# REQUIREMENT:
Could you reproduce every line of the records below word for word, leaving the pictures out of your copy?

# EXERCISE MATERIALS:
---------------

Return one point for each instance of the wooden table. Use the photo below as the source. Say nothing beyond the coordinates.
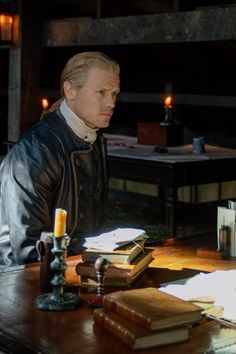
(169, 170)
(24, 329)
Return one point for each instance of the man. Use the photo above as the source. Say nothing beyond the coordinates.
(60, 162)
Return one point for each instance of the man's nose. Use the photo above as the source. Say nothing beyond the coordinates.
(110, 101)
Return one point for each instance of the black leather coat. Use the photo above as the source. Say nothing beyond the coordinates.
(48, 168)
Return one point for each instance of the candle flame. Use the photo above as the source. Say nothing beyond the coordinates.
(6, 27)
(168, 101)
(45, 103)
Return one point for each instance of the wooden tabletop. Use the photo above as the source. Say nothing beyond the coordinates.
(24, 329)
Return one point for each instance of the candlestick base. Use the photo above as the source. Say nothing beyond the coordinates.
(58, 300)
(63, 302)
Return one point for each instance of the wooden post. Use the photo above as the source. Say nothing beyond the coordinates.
(24, 69)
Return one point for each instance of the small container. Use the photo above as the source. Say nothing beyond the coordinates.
(224, 241)
(198, 145)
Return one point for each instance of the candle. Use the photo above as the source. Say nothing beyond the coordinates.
(6, 27)
(44, 103)
(60, 222)
(168, 113)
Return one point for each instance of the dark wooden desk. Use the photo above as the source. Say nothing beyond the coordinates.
(176, 168)
(24, 329)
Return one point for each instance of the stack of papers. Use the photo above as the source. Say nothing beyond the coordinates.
(114, 239)
(217, 289)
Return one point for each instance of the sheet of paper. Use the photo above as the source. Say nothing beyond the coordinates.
(114, 239)
(217, 288)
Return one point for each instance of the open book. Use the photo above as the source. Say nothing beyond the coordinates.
(215, 292)
(114, 239)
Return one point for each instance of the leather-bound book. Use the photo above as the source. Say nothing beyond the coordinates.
(152, 308)
(124, 254)
(133, 335)
(118, 270)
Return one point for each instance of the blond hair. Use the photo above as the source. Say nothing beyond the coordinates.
(77, 68)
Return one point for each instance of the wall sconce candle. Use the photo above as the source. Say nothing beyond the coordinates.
(168, 112)
(45, 103)
(6, 28)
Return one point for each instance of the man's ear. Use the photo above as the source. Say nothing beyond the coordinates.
(69, 90)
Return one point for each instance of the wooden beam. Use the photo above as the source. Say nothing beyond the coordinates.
(207, 24)
(24, 70)
(158, 98)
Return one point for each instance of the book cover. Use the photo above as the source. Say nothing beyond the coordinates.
(135, 336)
(111, 282)
(117, 270)
(152, 308)
(121, 255)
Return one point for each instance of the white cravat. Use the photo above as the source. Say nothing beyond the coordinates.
(77, 125)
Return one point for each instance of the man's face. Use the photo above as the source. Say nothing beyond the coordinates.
(95, 101)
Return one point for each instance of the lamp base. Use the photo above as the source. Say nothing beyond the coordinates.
(160, 135)
(52, 302)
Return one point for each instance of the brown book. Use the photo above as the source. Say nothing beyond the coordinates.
(152, 308)
(111, 282)
(135, 336)
(120, 255)
(118, 270)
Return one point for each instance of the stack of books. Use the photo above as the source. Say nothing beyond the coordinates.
(125, 251)
(145, 318)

---------------

# EXERCISE RESPONSE:
Return one point for each instance of the wooden table. Use the photo below as the source. Say nothing beyond the coordinates.
(169, 170)
(24, 329)
Return one point for each instance of the man. Use the photo above as the source. Say nothing beyond the coordinates.
(60, 162)
Return one point for each instance of the man's nose. Use the photo above as the source. Say nothing beyond the coordinates.
(110, 101)
Return one point for each instance of the black leather coat. Use the photo above as the source. Say nothing beyond the coordinates.
(48, 168)
Return one point for each instance of the candle flame. Use the photo above as the source. Say nothing beyond the coordinates.
(6, 27)
(168, 101)
(45, 103)
Return one point for each instance of the wooden tabletop. Use the photo above as the source. Say nothing beyond the coordinates.
(24, 329)
Return one point for each instance of the candlestick base. Use the photo above as the source. Say nothing beyond the coordinates.
(58, 300)
(63, 302)
Return one point for each instance of the wooden post. Use the photo above as the source. Say nothing beyond the coordinates.
(24, 69)
Return one point for each instance of the small container. Use the photo above as the source. Say nothing beyond the coordinates.
(224, 241)
(198, 145)
Return one point for each instance of the candle. Use the photo above as the source. Say nothing beyond the coordinates.
(6, 27)
(44, 103)
(60, 222)
(168, 113)
Return one point for each instance of the dark wooden desk. Use the photo above as the source. Say nothing beyond the coordinates.
(176, 168)
(24, 329)
Return one point for each instance of the stack of papers. Use the photo above as the source. Say nothing beyond the coordinates.
(114, 239)
(217, 289)
Return one point for each instance of the sheet of paper. Use the photo above as the source. Say nothing beyond the coordinates.
(114, 239)
(217, 288)
Return one point for each instance of the open book. Use the photo above as the source. Say nothing beyond the coordinates.
(215, 292)
(114, 239)
Return one point for each instance of the leather-bound book. Use the photo above as the source. Say nothing beyond the coordinates.
(152, 308)
(124, 254)
(133, 335)
(118, 270)
Return one point for each instance of the blond hair. Use the photo above as the source. Say nothing beyond the coordinates.
(77, 68)
Return one point for each instance of the wall sconce candle. Use the photo above as the source. Say nothing beyond the coordinates.
(168, 112)
(45, 103)
(6, 28)
Return one point for each instance of the man's ear. Use the photo above as the source. Say nothing beyond the coordinates.
(69, 90)
Return one point for each instance of the wooden beam. Use the photo above as the source. Say nothing beyond the coordinates.
(207, 24)
(24, 70)
(158, 98)
Return one point for each instance of the book cover. Use the photo above as the source. Say nothing beyond the coordinates.
(135, 336)
(111, 282)
(117, 270)
(152, 308)
(121, 255)
Return one point for each instance of the white cravat. Use the photo above as the source. Say nothing beyond the coordinates.
(77, 125)
Return one point for each instance of the man's face. Use the photo above as the source. Say nothing beyond the coordinates.
(95, 101)
Return one point for each instance of the lamp base. Use the photo above as the source. Say nothing beyond the coordinates.
(160, 135)
(52, 302)
Return one point for each instance of the brown book. Use the photo above as the source. Say nothing beyond the coordinates.
(152, 308)
(111, 282)
(135, 336)
(120, 255)
(118, 270)
Return one point for each instance of the stack of books. Use the photo above as the source. Say nothing beyond the coordinates.
(125, 251)
(145, 318)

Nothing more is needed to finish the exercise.